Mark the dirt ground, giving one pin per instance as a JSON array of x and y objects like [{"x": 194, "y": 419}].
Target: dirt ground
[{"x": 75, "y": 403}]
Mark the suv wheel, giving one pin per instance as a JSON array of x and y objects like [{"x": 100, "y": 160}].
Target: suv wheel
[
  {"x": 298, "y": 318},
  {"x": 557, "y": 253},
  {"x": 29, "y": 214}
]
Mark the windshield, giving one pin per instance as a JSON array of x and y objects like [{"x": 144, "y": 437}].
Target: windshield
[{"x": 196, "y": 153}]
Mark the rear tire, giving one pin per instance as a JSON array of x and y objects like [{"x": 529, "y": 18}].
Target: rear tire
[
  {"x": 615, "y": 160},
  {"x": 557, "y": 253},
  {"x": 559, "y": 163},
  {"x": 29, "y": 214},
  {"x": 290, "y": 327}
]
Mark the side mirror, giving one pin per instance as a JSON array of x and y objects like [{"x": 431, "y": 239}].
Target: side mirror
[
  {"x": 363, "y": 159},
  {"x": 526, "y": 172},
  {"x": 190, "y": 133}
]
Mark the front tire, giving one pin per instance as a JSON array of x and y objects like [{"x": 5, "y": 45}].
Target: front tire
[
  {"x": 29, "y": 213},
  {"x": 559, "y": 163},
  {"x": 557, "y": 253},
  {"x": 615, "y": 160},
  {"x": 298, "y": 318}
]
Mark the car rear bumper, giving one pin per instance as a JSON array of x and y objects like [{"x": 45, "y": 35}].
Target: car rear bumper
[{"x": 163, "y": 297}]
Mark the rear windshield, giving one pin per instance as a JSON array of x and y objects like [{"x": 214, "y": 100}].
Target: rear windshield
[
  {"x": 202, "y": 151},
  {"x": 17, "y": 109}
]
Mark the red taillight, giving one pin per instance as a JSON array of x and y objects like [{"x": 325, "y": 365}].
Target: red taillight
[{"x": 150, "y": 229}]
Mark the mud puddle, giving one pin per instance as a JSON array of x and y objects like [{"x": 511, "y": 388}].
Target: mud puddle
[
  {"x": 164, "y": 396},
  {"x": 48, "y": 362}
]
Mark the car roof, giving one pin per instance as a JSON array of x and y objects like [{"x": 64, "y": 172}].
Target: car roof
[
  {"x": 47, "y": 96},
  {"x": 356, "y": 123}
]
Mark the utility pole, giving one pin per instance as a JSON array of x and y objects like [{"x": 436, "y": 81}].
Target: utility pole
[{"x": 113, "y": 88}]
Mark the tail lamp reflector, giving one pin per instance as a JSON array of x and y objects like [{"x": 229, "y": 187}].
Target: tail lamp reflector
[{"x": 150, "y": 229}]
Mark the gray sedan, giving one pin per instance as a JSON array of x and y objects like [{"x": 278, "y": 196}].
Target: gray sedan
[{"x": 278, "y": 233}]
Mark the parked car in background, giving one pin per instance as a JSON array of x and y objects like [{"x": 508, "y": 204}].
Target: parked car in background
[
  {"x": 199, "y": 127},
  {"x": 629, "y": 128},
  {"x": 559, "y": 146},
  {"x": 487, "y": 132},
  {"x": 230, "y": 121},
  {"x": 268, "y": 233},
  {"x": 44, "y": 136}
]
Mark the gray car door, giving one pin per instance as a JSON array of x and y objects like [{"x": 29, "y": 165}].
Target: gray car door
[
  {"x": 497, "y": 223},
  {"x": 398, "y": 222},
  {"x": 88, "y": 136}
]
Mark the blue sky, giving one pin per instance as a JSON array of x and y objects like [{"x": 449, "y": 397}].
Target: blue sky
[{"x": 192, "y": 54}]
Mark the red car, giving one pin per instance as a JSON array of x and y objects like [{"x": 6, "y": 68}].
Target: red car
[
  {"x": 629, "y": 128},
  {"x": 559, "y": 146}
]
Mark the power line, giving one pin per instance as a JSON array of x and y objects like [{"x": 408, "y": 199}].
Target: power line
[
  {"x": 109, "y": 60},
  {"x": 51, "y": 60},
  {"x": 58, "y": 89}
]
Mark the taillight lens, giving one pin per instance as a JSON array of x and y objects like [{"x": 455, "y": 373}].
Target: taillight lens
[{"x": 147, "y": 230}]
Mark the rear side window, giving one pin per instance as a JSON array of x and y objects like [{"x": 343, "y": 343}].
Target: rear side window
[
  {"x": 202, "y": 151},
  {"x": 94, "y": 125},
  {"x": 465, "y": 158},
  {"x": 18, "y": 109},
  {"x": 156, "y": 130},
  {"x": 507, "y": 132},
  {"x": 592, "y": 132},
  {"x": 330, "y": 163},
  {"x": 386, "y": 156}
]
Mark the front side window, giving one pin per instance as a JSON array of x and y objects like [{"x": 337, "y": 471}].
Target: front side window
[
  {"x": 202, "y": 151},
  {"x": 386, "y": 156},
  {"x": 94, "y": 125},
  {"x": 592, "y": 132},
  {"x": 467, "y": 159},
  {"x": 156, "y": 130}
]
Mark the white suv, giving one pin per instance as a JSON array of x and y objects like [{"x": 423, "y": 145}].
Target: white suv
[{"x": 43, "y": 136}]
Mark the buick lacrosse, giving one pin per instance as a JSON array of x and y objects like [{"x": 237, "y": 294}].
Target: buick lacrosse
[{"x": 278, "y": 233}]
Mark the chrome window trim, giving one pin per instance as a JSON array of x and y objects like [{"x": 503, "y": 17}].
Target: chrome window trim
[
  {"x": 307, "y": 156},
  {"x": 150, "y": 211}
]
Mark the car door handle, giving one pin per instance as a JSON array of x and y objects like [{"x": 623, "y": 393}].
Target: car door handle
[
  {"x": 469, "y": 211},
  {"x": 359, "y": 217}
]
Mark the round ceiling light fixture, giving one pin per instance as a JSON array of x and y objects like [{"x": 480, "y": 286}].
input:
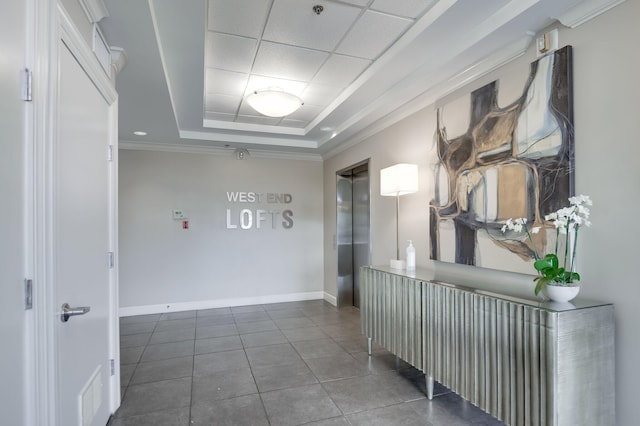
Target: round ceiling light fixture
[{"x": 274, "y": 102}]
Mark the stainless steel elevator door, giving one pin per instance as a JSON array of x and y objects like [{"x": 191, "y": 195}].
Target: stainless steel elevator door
[{"x": 353, "y": 229}]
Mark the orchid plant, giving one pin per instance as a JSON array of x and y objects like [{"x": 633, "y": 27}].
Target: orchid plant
[{"x": 567, "y": 222}]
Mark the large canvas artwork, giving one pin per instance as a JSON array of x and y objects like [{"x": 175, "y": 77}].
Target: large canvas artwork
[{"x": 512, "y": 161}]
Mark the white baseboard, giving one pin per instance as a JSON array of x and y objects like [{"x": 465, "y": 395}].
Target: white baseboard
[
  {"x": 128, "y": 311},
  {"x": 331, "y": 299}
]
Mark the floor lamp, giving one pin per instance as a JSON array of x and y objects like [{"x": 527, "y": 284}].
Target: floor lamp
[{"x": 398, "y": 180}]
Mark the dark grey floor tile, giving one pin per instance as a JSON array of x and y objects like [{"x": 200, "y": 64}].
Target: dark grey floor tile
[
  {"x": 126, "y": 371},
  {"x": 247, "y": 309},
  {"x": 168, "y": 350},
  {"x": 216, "y": 331},
  {"x": 399, "y": 414},
  {"x": 177, "y": 315},
  {"x": 342, "y": 331},
  {"x": 284, "y": 323},
  {"x": 137, "y": 328},
  {"x": 213, "y": 311},
  {"x": 263, "y": 338},
  {"x": 272, "y": 355},
  {"x": 358, "y": 345},
  {"x": 309, "y": 349},
  {"x": 334, "y": 421},
  {"x": 255, "y": 326},
  {"x": 139, "y": 318},
  {"x": 154, "y": 371},
  {"x": 218, "y": 344},
  {"x": 336, "y": 367},
  {"x": 222, "y": 385},
  {"x": 156, "y": 396},
  {"x": 408, "y": 387},
  {"x": 306, "y": 333},
  {"x": 133, "y": 340},
  {"x": 295, "y": 406},
  {"x": 361, "y": 393},
  {"x": 286, "y": 313},
  {"x": 454, "y": 409},
  {"x": 219, "y": 361},
  {"x": 241, "y": 411},
  {"x": 215, "y": 320},
  {"x": 275, "y": 377},
  {"x": 175, "y": 417},
  {"x": 131, "y": 355},
  {"x": 378, "y": 362},
  {"x": 250, "y": 316},
  {"x": 176, "y": 324},
  {"x": 172, "y": 336}
]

## To be done
Copy out exactly the lines between the line with "Mark the orchid" and the last line of the entries, counting both of those lines.

## Response to the exercise
Mark the orchid plant, giving one pin per instance as a JSON array of x and y objects like [{"x": 633, "y": 27}].
Target: orchid plant
[{"x": 567, "y": 222}]
Mark the large canvas artwork, giving one pin per instance as a JSON array of x and y objects like [{"x": 175, "y": 77}].
Target: large canvas artwork
[{"x": 512, "y": 161}]
Mark the white baseboard, giving one pin per instance as a JSON array of x and y objects like [{"x": 465, "y": 395}].
Target: white baseboard
[
  {"x": 128, "y": 311},
  {"x": 331, "y": 299}
]
Mark the floor lamp, giving one pin per instance as a JSON array of x and y objects like [{"x": 527, "y": 284}].
Target: floor lamp
[{"x": 398, "y": 180}]
Mark the dark grey floor tile, giving one pin per instance as a JSON array of x and y objects like [{"x": 200, "y": 64}].
Target: dark grey floor tile
[
  {"x": 126, "y": 371},
  {"x": 247, "y": 309},
  {"x": 168, "y": 350},
  {"x": 216, "y": 331},
  {"x": 399, "y": 414},
  {"x": 177, "y": 315},
  {"x": 342, "y": 331},
  {"x": 284, "y": 323},
  {"x": 137, "y": 328},
  {"x": 213, "y": 311},
  {"x": 263, "y": 338},
  {"x": 272, "y": 355},
  {"x": 358, "y": 345},
  {"x": 309, "y": 349},
  {"x": 334, "y": 421},
  {"x": 255, "y": 326},
  {"x": 139, "y": 318},
  {"x": 154, "y": 371},
  {"x": 218, "y": 344},
  {"x": 336, "y": 367},
  {"x": 222, "y": 385},
  {"x": 156, "y": 396},
  {"x": 408, "y": 387},
  {"x": 306, "y": 333},
  {"x": 133, "y": 340},
  {"x": 295, "y": 406},
  {"x": 361, "y": 393},
  {"x": 286, "y": 313},
  {"x": 454, "y": 409},
  {"x": 219, "y": 361},
  {"x": 241, "y": 411},
  {"x": 215, "y": 320},
  {"x": 275, "y": 377},
  {"x": 175, "y": 417},
  {"x": 131, "y": 355},
  {"x": 378, "y": 362},
  {"x": 250, "y": 316},
  {"x": 176, "y": 324},
  {"x": 172, "y": 336}
]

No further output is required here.